Study material: Begin

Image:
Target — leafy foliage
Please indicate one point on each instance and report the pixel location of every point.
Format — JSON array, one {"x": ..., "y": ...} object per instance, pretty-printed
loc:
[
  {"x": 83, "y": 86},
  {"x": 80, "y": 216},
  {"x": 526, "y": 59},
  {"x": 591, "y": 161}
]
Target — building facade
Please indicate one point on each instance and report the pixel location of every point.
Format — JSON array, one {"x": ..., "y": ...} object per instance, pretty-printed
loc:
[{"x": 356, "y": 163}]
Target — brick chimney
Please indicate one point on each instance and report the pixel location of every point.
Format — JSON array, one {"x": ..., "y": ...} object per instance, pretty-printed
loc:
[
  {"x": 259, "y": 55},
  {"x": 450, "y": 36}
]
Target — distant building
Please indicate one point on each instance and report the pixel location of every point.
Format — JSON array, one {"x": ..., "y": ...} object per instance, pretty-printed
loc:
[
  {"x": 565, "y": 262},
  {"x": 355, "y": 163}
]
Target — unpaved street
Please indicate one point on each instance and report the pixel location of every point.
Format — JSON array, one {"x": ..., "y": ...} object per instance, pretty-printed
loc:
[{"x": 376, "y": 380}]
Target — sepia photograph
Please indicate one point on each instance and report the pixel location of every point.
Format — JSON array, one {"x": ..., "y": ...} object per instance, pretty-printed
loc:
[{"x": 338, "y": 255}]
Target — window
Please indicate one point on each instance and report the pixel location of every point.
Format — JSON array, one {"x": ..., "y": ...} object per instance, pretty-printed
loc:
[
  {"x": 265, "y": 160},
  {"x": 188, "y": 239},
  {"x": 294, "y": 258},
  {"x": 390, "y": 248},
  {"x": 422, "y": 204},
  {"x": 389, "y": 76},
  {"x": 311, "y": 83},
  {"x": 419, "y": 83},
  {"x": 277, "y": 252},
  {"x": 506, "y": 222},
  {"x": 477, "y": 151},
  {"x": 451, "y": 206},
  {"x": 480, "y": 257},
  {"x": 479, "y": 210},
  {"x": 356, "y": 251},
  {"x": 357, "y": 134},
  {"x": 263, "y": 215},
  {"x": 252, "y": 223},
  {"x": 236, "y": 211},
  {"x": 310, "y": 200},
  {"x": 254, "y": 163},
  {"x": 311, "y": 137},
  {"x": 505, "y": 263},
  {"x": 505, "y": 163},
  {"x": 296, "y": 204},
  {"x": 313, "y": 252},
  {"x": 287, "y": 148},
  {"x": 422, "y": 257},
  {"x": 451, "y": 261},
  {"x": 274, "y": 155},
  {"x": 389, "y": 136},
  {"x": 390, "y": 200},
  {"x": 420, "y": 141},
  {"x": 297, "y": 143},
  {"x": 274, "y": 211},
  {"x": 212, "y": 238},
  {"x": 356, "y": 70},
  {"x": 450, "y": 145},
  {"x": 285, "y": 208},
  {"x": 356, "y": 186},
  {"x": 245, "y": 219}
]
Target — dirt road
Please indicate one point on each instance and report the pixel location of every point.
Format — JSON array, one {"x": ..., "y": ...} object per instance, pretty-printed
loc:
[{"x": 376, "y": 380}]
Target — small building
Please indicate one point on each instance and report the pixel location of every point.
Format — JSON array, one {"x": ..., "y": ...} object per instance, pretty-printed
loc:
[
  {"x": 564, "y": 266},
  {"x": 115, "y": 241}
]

Study material: End

#### Your task
Going through the entries above, show each line that contains "building".

#### Output for this task
Target — building facade
Target — distant building
Target — small building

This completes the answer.